[Coordinate annotation entries]
--- Start ---
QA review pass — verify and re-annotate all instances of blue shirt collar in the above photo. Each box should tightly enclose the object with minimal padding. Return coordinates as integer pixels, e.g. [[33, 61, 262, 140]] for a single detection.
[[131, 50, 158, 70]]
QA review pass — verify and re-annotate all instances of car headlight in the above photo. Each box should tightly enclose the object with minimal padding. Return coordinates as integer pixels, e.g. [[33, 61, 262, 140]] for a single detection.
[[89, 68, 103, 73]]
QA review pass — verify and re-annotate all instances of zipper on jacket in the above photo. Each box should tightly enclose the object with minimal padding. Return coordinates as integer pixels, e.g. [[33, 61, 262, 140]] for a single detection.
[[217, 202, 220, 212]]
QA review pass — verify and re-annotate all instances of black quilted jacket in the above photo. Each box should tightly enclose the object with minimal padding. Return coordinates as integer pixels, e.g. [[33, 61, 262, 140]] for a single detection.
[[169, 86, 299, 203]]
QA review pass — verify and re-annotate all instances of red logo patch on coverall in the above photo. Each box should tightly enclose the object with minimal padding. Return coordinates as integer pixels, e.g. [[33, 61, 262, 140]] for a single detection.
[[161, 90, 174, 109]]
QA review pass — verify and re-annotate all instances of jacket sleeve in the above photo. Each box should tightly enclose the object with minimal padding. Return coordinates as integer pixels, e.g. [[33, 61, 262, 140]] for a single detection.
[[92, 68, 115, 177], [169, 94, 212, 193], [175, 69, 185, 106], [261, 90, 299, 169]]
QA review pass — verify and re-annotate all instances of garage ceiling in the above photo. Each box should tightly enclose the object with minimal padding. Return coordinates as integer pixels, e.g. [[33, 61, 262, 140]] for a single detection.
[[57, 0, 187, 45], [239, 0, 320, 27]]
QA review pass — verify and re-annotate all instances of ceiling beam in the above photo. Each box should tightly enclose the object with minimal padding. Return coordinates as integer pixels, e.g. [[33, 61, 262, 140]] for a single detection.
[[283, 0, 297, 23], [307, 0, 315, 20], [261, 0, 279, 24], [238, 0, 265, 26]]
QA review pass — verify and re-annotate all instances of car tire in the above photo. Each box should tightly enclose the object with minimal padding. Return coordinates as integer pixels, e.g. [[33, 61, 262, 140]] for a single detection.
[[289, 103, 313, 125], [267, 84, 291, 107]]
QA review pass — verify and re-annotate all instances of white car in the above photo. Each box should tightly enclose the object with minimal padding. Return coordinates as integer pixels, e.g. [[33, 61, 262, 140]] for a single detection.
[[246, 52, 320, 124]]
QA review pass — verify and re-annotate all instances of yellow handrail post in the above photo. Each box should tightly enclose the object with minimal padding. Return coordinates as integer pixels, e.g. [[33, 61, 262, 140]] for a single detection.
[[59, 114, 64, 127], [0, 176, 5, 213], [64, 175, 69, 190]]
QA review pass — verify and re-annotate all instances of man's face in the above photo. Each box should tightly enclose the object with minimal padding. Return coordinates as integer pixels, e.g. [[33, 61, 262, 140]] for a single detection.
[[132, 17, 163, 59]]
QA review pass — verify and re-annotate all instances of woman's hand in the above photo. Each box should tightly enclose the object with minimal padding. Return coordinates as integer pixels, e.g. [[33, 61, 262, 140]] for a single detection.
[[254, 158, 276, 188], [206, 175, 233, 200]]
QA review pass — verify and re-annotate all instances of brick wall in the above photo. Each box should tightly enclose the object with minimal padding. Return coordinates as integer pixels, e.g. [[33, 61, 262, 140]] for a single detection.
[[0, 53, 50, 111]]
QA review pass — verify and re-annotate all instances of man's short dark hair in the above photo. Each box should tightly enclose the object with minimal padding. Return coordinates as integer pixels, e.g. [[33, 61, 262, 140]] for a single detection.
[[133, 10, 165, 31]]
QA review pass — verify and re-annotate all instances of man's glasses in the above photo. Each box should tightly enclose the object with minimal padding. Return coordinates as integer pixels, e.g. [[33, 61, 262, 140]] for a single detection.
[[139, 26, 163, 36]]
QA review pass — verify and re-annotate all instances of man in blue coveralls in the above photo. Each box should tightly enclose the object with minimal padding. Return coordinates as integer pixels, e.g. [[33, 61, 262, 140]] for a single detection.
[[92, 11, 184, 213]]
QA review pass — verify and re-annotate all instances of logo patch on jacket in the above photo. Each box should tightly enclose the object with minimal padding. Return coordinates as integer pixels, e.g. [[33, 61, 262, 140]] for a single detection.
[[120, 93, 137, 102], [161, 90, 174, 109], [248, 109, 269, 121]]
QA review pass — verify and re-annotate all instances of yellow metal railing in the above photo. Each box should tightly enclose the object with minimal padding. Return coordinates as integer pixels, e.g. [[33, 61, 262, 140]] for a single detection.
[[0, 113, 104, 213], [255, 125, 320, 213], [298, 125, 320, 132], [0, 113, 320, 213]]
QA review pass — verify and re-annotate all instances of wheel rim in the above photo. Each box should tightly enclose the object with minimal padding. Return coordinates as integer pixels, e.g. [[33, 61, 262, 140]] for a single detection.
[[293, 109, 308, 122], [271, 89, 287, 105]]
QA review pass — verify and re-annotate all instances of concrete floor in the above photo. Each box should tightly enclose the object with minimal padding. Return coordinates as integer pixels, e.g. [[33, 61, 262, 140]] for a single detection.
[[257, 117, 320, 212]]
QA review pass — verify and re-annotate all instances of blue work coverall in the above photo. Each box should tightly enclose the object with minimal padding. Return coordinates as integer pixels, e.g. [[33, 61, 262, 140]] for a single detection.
--- End ---
# [Short exercise]
Rewrite all of the material above, replacing "minimal padding" with "little padding" and leaving everything else unchanged.

# [Response]
QA review pass — verify and re-annotate all instances of blue shirt collar in the above photo. Each box should tightly enclose the object with little padding. Return coordinates as integer pixels, e.g. [[33, 61, 262, 140]] for a single detection.
[[131, 50, 158, 70]]
QA review pass — verify and re-annotate all instances of car headlight in the above photo. Each box should tightly enclose the object with little padding. Return coordinates as integer pixels, e.g. [[33, 61, 262, 140]] for a single detection.
[[89, 68, 103, 73]]
QA review pass — verify and re-annotate all instances of zipper on jacket in the above photo. Each box should tightly enclose the object with little padding. Return coordinates as integer pixels, e.g. [[33, 61, 262, 140]] for a single detection.
[[217, 202, 220, 212]]
QA review pass — verify and re-annotate all instances of black quilted jacket in the above photo. Each box should tightly enclose the object with little padding. Return coordinates as integer pixels, e.g. [[33, 61, 262, 140]] for a single detection.
[[169, 86, 299, 203]]
QA review pass — verify and re-annotate all instances of red logo patch on coverall in the above photo. Each box should tightly enclose the object with little padding. Return coordinates as integer pixels, e.g. [[33, 61, 262, 140]] for a single detection.
[[161, 90, 174, 109]]
QA review pass — verify and re-annotate all instances of jacket sleeve in the above photo. Each box should tightly enclose the object with little padding. Return coordinates as integer pixels, e.g. [[33, 61, 262, 140]] for a single detection.
[[92, 68, 115, 177], [169, 94, 212, 193], [175, 69, 185, 106], [261, 90, 299, 169]]
QA review pass — verify and re-annotate all instances of garage ceiling in the above photo. Each box should tightly enclose the object with little padding. Return coordinates as integer pixels, e.g. [[33, 61, 262, 140]] for a single detection.
[[57, 0, 187, 45], [239, 0, 320, 27]]
QA review pass — verify and re-annotate all instances of ceiling beam in the above photo. Each box should tightly enclose the object with little padding. Return coordinates as integer pixels, e.g. [[33, 61, 262, 140]] for a single detection.
[[283, 0, 297, 23], [307, 0, 315, 20], [261, 0, 279, 24], [238, 0, 265, 26]]
QA review pass — verify and re-annotate all instances of car tire in the above photo. Each box should tightly enclose the object with little padding. Return coordinates as integer pixels, e.g. [[33, 61, 262, 140]] for a single detection.
[[289, 103, 313, 125], [267, 84, 291, 107]]
QA review pass — verify and re-annotate all instances of white car in the above photo. Each box should tightly enclose the object with little padding. Return coordinates as integer pixels, e.g. [[33, 61, 262, 140]] for a single detection.
[[246, 52, 320, 124]]
QA review pass — verify and re-annotate all instances of yellow handrail post in the above photo. Each box should tightly enclose the object with little padding. Return coordinates as integer pixels, e.g. [[33, 61, 262, 140]] for a single detection.
[[59, 114, 64, 127], [0, 176, 5, 213], [64, 175, 69, 190]]
QA review pass — verify and re-annotate all instances of man's face in the above photo. Each box should tightly enclose the object with little padding. Return coordinates as integer pixels, e.g. [[33, 61, 262, 140]] for a single detection.
[[132, 17, 163, 59]]
QA review pass — verify and re-annotate all instances of woman's hand in the above photo. Each box should tightly enclose the object with little padding. Return coordinates as integer pixels, e.g. [[33, 61, 262, 140]] for a single detection.
[[254, 158, 276, 188], [206, 175, 233, 200]]
QA review pass — verify and re-annotate all instances of brick wall in the above photo. Each box should tightly enclose the object with little padding. Return coordinates as integer pixels, e.g. [[33, 61, 262, 140]] for a single detection.
[[0, 53, 50, 111]]
QA review pass — verify and re-annotate all instances of man's short dark hair in the above photo. Each box should tightly enclose the object with little padding. Return coordinates as integer pixels, e.g. [[33, 61, 262, 140]] for a single detection.
[[133, 10, 165, 31]]
QA review pass — verify and re-annotate all instances of man's glasses in the above photo. Each box should tightly enclose the object with little padding. Return coordinates as integer pixels, e.g. [[33, 61, 262, 140]] for a single detection.
[[139, 26, 163, 36]]
QA review pass — verify and re-annotate all instances of man in blue coveralls in the above photo. Each box should tightly enclose the object with little padding. Return coordinates as integer pixels, e.g. [[33, 61, 262, 140]] for a single detection.
[[92, 11, 184, 213]]
QA review pass — verify and re-annotate all instances of logo patch on jacket in the above photo. Each box should tightly enclose the object with little padding. Return coordinates as integer pixels, e.g. [[33, 61, 262, 140]] for a single detection.
[[120, 93, 137, 102], [161, 90, 174, 109], [248, 109, 269, 121]]
QA review pass — verify and re-annotate all instances of yellow metal railing in the above photo. Each box should tightly enclose the object with little padding. Return coordinates as integer pixels, e.g. [[33, 61, 262, 140]] for a single detection.
[[0, 113, 104, 213], [255, 125, 320, 213], [298, 125, 320, 132], [0, 113, 320, 213]]
QA review pass — verify and re-annotate all instances of wheel rim in the above photo. Each box should tightly enclose the object with little padding. Return coordinates as integer pixels, e.g. [[33, 61, 262, 140]] for a single detection.
[[293, 109, 308, 122], [271, 89, 287, 105]]
QA review pass — verify and re-annotate all instances of concrete floor in the above photo. Each box should tightly enclose the object with little padding. Return coordinates as integer pixels, e.g. [[33, 61, 262, 140]] for a single detection.
[[257, 117, 320, 212]]
QA review pass — verify and re-annotate all instances of blue work coverall in the above photo. Each box should tightly enclose the object with little padding. Return coordinates as integer pixels, e.g. [[33, 61, 262, 140]] for a single detection.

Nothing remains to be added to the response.